__Problem to work on__
Go through the material and copy each line that includes "mark".

· · · · · · ·

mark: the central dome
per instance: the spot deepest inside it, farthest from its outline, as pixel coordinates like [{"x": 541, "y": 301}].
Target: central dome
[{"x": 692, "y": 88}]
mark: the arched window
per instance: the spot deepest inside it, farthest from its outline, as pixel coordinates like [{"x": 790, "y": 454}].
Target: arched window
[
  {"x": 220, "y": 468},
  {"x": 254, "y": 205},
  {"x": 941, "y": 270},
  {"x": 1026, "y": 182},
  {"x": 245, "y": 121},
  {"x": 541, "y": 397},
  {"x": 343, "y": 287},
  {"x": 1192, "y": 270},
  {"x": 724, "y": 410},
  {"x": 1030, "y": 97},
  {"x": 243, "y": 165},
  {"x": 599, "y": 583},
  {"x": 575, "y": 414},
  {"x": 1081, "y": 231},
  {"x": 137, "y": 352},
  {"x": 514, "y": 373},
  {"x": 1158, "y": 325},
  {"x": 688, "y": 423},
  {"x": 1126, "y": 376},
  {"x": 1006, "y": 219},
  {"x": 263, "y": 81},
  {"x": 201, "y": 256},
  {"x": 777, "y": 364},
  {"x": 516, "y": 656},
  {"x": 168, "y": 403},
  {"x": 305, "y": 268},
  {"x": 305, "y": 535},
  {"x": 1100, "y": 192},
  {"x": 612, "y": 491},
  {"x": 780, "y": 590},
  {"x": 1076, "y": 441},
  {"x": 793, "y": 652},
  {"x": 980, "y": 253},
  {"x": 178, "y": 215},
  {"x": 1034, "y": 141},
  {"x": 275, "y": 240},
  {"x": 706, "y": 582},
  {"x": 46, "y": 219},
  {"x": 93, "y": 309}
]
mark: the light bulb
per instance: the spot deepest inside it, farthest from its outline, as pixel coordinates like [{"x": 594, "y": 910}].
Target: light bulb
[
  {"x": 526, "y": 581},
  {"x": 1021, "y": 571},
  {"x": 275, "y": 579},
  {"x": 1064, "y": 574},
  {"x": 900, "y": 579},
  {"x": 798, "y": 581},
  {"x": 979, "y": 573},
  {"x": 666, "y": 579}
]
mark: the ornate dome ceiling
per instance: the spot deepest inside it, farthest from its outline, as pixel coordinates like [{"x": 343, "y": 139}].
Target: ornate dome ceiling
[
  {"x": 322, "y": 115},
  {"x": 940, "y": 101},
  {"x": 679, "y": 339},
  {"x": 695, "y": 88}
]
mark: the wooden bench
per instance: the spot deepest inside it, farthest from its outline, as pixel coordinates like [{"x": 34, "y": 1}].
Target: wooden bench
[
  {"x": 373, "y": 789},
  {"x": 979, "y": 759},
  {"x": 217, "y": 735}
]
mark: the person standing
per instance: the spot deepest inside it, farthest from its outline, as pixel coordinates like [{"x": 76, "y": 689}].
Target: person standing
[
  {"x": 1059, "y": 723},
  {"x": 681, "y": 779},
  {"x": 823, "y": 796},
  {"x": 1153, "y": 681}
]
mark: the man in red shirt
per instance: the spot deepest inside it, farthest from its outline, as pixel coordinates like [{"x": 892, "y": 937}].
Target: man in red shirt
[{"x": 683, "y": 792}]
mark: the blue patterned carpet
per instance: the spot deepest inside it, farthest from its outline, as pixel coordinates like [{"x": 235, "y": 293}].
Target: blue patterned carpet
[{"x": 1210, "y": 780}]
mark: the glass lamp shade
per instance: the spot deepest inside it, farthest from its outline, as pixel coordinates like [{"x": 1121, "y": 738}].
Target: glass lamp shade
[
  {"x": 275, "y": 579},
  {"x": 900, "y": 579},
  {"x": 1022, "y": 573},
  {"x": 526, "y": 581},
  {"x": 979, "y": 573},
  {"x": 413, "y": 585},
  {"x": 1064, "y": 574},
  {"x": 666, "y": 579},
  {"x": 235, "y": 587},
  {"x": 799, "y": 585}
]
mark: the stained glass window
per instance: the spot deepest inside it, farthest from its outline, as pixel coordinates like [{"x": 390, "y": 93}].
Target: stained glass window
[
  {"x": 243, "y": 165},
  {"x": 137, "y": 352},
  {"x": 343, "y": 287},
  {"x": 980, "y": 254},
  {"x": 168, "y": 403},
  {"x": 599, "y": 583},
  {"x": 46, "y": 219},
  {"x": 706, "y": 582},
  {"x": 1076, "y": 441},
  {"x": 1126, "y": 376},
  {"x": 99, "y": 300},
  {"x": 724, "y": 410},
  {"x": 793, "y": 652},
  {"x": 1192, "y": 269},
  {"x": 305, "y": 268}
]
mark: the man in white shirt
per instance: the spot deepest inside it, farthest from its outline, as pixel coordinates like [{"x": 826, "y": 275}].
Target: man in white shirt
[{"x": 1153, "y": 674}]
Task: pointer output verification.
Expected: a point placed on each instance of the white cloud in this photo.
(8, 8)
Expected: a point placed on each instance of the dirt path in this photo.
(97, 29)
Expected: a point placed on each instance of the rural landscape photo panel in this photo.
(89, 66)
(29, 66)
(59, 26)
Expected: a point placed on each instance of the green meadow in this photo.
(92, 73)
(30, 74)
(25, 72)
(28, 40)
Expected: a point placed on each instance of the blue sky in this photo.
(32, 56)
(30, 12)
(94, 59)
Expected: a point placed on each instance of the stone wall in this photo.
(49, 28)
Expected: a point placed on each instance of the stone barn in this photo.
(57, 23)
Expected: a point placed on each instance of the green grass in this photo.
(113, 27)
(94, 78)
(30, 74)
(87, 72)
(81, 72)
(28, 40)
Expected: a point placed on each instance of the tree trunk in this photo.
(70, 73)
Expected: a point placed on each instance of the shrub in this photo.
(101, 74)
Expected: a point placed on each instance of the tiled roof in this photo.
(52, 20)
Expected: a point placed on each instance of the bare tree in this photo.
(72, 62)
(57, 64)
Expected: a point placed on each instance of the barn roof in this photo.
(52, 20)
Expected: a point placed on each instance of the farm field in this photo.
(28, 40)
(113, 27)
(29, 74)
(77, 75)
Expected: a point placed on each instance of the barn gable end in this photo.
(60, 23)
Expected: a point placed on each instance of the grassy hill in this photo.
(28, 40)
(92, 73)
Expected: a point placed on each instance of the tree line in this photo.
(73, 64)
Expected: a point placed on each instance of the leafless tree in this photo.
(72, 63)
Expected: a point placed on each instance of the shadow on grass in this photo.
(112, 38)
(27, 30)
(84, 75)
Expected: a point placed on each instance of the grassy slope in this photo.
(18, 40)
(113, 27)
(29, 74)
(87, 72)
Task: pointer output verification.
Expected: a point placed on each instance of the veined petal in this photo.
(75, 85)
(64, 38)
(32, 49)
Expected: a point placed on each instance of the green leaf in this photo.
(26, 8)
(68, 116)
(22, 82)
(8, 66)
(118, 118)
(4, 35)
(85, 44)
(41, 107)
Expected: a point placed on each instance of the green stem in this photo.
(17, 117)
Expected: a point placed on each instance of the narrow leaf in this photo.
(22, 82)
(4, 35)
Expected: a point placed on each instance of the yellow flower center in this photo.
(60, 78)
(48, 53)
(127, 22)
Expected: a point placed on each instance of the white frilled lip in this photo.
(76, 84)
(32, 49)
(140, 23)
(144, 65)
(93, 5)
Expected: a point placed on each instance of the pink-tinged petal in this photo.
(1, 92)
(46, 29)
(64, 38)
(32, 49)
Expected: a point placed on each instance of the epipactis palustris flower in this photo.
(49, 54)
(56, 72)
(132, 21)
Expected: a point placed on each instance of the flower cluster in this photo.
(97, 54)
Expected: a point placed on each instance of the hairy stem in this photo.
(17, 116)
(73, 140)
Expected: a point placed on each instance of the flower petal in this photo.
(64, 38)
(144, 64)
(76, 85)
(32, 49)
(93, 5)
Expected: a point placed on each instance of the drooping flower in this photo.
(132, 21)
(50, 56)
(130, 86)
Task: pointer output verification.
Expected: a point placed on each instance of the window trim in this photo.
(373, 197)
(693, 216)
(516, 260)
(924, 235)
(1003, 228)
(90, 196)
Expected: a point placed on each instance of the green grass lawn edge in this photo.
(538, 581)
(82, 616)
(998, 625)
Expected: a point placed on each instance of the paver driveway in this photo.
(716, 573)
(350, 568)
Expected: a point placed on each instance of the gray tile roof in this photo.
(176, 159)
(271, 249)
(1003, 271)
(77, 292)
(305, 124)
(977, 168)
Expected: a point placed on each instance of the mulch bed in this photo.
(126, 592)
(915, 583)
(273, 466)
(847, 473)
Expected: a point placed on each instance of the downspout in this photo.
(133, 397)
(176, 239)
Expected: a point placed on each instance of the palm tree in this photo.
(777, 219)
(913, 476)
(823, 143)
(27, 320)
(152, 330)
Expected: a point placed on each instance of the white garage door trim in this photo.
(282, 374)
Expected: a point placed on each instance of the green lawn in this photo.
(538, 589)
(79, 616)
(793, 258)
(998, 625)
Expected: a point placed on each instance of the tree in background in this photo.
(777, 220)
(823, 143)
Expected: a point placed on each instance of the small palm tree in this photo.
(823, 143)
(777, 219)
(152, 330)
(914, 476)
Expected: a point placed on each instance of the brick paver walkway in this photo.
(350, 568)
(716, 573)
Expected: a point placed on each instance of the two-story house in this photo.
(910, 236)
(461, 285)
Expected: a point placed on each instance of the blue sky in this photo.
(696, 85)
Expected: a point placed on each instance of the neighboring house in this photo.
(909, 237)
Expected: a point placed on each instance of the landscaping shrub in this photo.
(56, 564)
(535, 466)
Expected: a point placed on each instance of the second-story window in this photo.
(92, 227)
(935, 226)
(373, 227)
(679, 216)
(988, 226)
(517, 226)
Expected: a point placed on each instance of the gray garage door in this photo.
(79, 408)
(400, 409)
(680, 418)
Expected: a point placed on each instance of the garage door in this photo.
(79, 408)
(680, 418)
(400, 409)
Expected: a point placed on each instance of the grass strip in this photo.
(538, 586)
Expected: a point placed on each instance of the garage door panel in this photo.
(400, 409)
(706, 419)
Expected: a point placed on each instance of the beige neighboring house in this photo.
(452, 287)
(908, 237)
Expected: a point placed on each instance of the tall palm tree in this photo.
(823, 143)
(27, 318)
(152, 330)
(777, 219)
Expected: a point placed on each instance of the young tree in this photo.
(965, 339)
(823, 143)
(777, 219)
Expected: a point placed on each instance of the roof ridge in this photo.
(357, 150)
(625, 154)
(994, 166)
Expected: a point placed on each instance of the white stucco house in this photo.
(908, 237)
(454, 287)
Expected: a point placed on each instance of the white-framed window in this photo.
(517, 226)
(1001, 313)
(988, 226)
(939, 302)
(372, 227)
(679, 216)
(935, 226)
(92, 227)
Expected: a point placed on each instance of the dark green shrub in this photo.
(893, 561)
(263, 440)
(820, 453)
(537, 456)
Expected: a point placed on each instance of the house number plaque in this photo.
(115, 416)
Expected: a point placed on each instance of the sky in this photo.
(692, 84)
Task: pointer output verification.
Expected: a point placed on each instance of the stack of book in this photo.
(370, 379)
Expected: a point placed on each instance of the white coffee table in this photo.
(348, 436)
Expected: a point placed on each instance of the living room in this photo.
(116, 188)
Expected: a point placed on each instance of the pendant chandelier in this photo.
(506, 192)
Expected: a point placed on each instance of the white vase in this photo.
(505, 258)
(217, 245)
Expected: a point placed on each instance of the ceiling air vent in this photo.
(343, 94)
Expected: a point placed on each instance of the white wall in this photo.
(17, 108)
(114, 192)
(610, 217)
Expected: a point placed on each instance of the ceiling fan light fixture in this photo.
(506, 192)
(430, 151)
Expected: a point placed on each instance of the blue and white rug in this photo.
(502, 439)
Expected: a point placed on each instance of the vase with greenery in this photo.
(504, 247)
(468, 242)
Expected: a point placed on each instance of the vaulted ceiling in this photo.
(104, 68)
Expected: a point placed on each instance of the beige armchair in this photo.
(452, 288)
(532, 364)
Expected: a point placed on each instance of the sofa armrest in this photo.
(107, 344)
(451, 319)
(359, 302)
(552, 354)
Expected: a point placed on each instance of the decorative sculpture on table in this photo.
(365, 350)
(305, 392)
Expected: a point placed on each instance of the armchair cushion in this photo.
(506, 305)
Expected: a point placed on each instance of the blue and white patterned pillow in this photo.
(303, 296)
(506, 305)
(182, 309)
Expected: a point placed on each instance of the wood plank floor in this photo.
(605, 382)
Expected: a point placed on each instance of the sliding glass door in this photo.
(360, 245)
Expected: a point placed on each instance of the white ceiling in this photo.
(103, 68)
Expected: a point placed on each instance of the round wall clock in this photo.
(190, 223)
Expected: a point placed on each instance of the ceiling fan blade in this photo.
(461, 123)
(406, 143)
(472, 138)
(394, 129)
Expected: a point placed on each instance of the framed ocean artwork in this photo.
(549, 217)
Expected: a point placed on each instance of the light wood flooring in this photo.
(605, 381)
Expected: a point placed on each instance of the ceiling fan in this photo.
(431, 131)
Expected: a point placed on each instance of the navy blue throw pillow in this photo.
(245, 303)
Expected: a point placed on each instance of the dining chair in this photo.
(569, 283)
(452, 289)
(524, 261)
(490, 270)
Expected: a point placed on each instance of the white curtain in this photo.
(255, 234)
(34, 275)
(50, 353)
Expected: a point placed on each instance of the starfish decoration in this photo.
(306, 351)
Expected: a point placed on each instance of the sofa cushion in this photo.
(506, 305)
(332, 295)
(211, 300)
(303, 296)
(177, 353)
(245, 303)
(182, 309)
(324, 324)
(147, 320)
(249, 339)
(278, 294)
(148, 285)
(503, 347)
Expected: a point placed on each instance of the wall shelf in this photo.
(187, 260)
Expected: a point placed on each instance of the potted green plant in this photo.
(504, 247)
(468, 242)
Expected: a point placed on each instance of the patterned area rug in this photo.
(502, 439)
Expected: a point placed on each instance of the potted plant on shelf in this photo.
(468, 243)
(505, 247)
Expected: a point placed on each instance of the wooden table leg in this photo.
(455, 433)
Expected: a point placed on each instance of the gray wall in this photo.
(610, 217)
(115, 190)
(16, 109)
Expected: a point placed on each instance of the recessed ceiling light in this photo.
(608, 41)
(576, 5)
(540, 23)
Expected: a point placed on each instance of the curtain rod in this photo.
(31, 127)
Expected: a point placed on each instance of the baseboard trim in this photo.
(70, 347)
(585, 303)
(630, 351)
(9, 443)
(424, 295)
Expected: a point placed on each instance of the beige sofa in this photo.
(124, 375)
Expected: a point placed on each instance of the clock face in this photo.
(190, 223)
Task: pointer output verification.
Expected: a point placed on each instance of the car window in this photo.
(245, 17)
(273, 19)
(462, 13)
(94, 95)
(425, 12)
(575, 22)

· · · · · · ·

__Answer for the task__
mark: the central dome
mark: the arched window
mark: the light bulb
mark: the ornate dome ceiling
mark: the wooden bench
mark: the person standing
mark: the man in red shirt
mark: the blue patterned carpet
mark: the glass lamp shade
mark: the stained glass window
mark: the man in white shirt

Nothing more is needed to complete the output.